● Study questions
1. Summarize the text on Kaempferia parviflora and breast cancer cells in two sentences.
2. Resume the text on Kaempferia parviflora and breast cancer cells after its last sentence and carry it forward.

● Text shown
+===+

Metastatic breast cancer remains the leading cause of death in women worldwide. This condition necessitates extensive research to find an effective treatment, one of which is the natural medicine approach. Kaempferia parviflora (KP) is a plant believed to possess anticancer properties. Therefore, this study aims to determine KP’s bioactive compound, cytotoxic, and anti-migration activity in the highly metastatic breast cancer cell line model 4T1, also in the breast cancer cell model MCF-7 and noncancerous cell line NIH-3T3. Maceration with ethanol (EEKP) and infusion with distilled water (EWKP) was used for extraction. The MTT assay was used to test for cytotoxicity, and the scratch wound healing assay was used to test for the inhibition of migration. Phytochemical profiling of EEKP was performed using UHPLC-MS, and the results were studied for in silico molecular docking. Result showed that EEKP had a better cytotoxic activity than EWKP with an IC₅₀ value of 128.33 µg/mL (24 h) and 115.09 µg/mL (48 h) on 4T1 cell line, and 138.43 µg/mL (24 h) and 124.81 µg/mL (48 h) on MCF-7 cell line. Meanwhile, no cytotoxic activity was observed at concentrations ranging from 3–250 µg/mL in NIH-3T3. EEKP also showed anti-migration activity in a concentration of 65 µg/mL. Mass Spectrophotometer (MS) structures from EEKP are 5-Hydroxy-7,4′-dimethoxyflavanone (HDMF), 5-Hydro-7,8,2′-trimethoxyflavanone (HTMF), Retusine, and Denbinobin. The in silico docking was investigated for receptors Bcl-2, Bcl-XL, ERK2, and FAK, as well as their activities. In silico result indicates that HTMF and denbinobin are bioactive compounds responsible for EEKP’s cytotoxic and anti-migration activity. These two compounds and standardized plant extract can be further studied as potential breast cancer treatment candidates.

+===+

● Information supplied
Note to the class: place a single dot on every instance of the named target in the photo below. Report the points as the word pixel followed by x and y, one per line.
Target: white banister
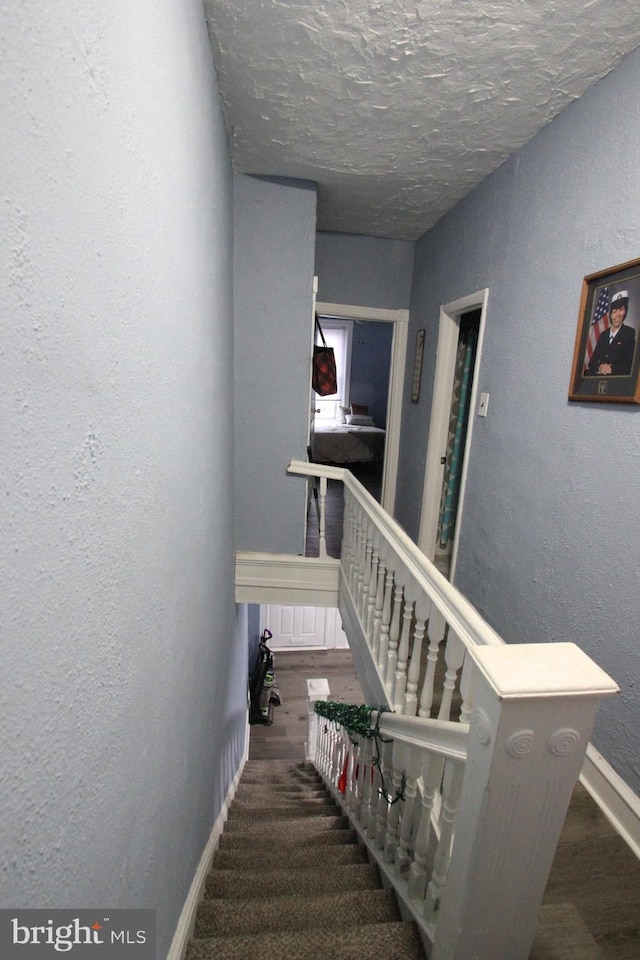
pixel 534 708
pixel 462 792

+===+

● Response list
1. A study tested ethanol and water extracts of Kaempferia parviflora for cytotoxic and anti-migration activity in the 4T1 and MCF-7 breast cancer cell lines and the noncancerous NIH-3T3 line. The ethanol extract was more cytotoxic than the water extract, showed no cytotoxicity in NIH-3T3 at 3–250 µg/mL, and inhibited migration at 65 µg/mL, and in silico docking indicated that HTMF and denbinobin are the bioactive compounds responsible for these effects.

2.
Keywords:

black ginger; Kaempferia parviflora; cytotoxic; anti-migration; metastasis; molecular docking; phytochemicals; breast cancer

1. Introduction

Breast cancer remains a leading cause of death in women worldwide [1]. In 2020, there are 355,457 incidents and 91,826 deaths in the EU [2]. This number is expected to rise annually. Breast cancer is responsible for 24.5% of all female cancers and half of these incidences occurred in Asia [3].

In addition, breast cancer in its advanced stages has the potential to spread, known as metastasis [4]. Cancer cells migrate and settle in distant organs, thereby forming new colonies as a result of this property. Moreover, breast cancer has a high incidence of metastasis [5]. Approximately, 15–25% of all breast cancer cases will progress to metastatic breast cancer [6]. Metastatic breast cancer is also known as the terminal stage of breast cancer.

However, breast cancer treatment can be a complicated process because of the nature of metastases. In general, systemic treatments such as hormonal therapy, chemotherapy, immunotherapy, and targeted therapy are used to treat metastatic breast cancer [7]. In addition to systemic treatment, radiation therapy and surgery are also good options [8]. However, the efficacy of this treatment remains challenging in the treatment of metastatic breast cancer [9]. These treatments initially produce positive results, but long-term and repeated treatments can result in resistance [10]. Therefore, it is necessary to seek out new and effective treatments to address this issue.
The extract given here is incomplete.